** EXCERPT PROVIDED **
*****

Friday, December 29, 2006

Dismaying Story # 96: Uncharacteristic Behavior




This question came to me by way of my colleague Rod Smith, a family therapist, coach, author and newspaper columnist whose blog is listed in my sidebar under Difficult Relationships.

Dear Andrew,

My girlfriend and I, both 24 years old, have been in a committed relationship for four and a half years. We both form part of an extended social group involving university and church activities. She has been loved and accepted as part of my family as we intend to marry after we complete our studies in 2007. All of her immediate family has emigrated. We have slept together but in the context of a committed loving relationship.

Recently, all within a few weeks, she began an sms flirtation with the boyfriend of a friend of hers (an old school friend not part of our group who is overseas for a while) which developed into exchanging provocative emails in which she sent him full frontal nude pictures of herself. They did meet a few times and she then drove a considerable distance to spend the night with him one night. This obviously took place without my knowledge.

Through our extensive social network, I and our friends have found out, and are shocked and confused by her uncharacteristic behavior and betrayal. She does not deny anything, but strangely does not understand and can not explain her actions and appears to be embarrassed and upset about what she has done, although I have to wonder if this has only surfaced because she has been found out.

My family and I now face a choice of assisting her (and me) perhaps with counseling to discover the root of her actions and reconcile, or to move our lives forward without her to avoid further betrayal.

My question is – can you offer any insight as to why someone might suddenly behave in a manner so out of keeping with their normal character, and although understanding the hurt she has caused can not offer any explanation?

Signed, Baffled and Surprised


Dear Baffled and Surprised,

When you say her dalliance is uncharacteristic, ask yourself if that is in comparison with (a) her inner characteristics, or (b) your experience with her. It can only be the latter, because there is no way for you to understand her nature except through her external actions; only she can experience her hopes, desires, dreams, and emotions directly.

In the past you have seen her behave as a committed, church-going individual. Now you see a completely different side of her exposed and you ask yourself if your longstanding opinions could be wrong. You planned to marry, and you became committed to this plan in every sense of the word. You have invested a considerable amount of time, energy and emotion into your dream for the future, and quite understandably you would rather not have to abandon this dream and start over. You are grieving the possible loss of your idyllic future together and grasping for some possibility that would allow you to regain what you have lost.

*****

** EXCERPTED RECORDS **

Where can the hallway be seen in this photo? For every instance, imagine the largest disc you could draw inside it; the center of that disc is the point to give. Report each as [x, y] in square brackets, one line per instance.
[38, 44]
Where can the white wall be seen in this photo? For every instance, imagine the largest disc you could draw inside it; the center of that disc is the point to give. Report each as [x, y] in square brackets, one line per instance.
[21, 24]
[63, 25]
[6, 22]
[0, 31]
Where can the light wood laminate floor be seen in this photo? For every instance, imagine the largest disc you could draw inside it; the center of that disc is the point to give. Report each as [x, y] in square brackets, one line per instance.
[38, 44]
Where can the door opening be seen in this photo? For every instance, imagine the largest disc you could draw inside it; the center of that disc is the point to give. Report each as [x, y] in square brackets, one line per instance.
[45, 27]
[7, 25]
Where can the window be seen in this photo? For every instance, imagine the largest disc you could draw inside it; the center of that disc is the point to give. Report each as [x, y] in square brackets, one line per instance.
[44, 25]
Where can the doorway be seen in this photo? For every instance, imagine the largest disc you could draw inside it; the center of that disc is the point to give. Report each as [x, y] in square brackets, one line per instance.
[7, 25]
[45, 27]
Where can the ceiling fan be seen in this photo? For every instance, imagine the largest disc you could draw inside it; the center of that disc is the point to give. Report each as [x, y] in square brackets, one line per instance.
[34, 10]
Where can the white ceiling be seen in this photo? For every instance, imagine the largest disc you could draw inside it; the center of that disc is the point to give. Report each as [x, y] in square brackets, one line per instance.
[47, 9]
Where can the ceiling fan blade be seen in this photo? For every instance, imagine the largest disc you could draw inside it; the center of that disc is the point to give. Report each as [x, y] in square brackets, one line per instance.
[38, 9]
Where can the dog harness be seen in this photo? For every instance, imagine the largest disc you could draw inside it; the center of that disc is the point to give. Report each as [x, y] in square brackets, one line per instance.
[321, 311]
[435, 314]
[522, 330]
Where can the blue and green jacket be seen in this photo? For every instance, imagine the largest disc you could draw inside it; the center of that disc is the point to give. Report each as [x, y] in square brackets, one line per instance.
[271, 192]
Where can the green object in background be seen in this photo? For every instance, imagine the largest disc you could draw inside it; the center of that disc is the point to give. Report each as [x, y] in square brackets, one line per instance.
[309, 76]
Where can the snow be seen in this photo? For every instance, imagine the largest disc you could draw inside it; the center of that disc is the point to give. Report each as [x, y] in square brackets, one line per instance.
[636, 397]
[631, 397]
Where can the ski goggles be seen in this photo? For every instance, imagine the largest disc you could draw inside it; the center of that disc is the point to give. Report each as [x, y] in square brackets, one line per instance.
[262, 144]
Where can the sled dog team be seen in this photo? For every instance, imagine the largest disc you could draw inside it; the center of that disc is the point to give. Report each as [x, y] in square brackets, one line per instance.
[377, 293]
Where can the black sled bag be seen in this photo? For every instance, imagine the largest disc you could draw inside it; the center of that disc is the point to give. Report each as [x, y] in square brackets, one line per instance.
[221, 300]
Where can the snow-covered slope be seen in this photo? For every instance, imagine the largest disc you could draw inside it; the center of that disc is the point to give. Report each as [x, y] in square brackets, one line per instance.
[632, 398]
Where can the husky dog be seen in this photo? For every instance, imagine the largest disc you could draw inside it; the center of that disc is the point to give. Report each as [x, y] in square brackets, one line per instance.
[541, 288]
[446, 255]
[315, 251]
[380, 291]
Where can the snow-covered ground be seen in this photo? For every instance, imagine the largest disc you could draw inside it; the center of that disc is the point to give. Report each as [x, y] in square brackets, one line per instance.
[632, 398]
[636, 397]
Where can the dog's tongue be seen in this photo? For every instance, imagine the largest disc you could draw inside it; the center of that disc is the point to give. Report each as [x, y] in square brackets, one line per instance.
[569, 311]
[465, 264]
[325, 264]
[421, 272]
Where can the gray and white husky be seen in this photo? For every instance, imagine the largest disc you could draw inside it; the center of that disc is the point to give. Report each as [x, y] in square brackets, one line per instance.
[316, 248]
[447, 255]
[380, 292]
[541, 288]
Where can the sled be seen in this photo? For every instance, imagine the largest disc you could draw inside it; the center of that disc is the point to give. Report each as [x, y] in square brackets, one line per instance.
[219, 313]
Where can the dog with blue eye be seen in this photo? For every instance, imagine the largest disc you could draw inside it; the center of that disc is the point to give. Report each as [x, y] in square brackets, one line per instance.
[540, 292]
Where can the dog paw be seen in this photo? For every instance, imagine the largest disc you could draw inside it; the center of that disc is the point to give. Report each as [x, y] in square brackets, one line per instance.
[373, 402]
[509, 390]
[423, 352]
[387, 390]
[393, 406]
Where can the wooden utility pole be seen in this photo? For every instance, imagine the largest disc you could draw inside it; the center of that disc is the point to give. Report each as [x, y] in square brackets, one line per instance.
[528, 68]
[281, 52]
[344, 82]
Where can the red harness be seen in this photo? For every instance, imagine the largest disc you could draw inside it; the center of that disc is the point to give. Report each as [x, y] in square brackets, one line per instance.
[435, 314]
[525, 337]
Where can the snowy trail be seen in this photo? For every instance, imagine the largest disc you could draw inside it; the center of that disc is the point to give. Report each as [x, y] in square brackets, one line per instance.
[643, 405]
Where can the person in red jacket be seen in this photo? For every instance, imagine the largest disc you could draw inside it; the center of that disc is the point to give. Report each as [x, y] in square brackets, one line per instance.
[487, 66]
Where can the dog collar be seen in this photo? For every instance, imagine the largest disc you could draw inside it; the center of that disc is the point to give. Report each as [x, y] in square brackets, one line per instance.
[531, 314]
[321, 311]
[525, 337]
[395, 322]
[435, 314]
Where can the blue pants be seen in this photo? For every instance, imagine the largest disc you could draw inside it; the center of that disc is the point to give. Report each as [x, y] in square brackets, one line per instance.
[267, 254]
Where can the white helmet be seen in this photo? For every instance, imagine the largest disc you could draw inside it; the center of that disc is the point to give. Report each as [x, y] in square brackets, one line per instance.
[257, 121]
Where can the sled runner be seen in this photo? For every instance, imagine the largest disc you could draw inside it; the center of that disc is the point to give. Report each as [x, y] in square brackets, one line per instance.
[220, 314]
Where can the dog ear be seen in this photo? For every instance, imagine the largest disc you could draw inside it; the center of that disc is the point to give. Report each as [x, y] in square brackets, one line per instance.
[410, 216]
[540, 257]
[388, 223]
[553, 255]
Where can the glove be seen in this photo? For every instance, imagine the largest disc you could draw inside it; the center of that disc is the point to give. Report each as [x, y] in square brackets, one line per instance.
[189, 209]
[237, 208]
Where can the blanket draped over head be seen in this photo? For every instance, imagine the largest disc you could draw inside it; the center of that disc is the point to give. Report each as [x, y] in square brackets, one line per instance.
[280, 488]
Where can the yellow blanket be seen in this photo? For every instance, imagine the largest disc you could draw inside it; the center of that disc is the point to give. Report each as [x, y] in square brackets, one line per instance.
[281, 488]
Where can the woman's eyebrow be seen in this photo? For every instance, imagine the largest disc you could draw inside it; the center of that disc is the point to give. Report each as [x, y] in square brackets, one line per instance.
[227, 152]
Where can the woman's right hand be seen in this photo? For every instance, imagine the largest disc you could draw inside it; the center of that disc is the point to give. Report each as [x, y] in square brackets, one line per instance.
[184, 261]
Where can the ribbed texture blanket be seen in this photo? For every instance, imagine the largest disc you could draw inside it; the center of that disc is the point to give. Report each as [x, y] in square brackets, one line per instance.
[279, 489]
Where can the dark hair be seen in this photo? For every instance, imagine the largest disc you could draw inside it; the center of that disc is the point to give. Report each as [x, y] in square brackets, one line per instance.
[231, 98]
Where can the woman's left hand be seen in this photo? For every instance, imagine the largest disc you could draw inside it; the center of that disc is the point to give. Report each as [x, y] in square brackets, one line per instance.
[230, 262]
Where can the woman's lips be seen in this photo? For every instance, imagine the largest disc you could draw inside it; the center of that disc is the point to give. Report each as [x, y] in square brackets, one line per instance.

*****

** EXERCISE 1 **
Which roles does the advice column list for Rod Smith?
** EXERCISE 2 **
Could you transcribe the advice column word for word, starting at "Friday, December 29, 2006" and ending at "committed loving relationship."?

** PROBLEM SOLUTION 1 **
family therapist, coach, author, newspaper columnist

** PROBLEM SOLUTION 2 **
Friday, December 29, 2006

Dismaying Story # 96: Uncharacteristic Behavior




This question came to me by way of my colleague Rod Smith, a family therapist, coach, author and newspaper columnist whose blog is listed in my sidebar under Difficult Relationships.

Dear Andrew,

My girlfriend and I, both 24 years old, have been in a committed relationship for four and a half years. We both form part of an extended social group involving university and church activities. She has been loved and accepted as part of my family as we intend to marry after we complete our studies in 2007. All of her immediate family has emigrated. We have slept together but in the context of a committed loving relationship.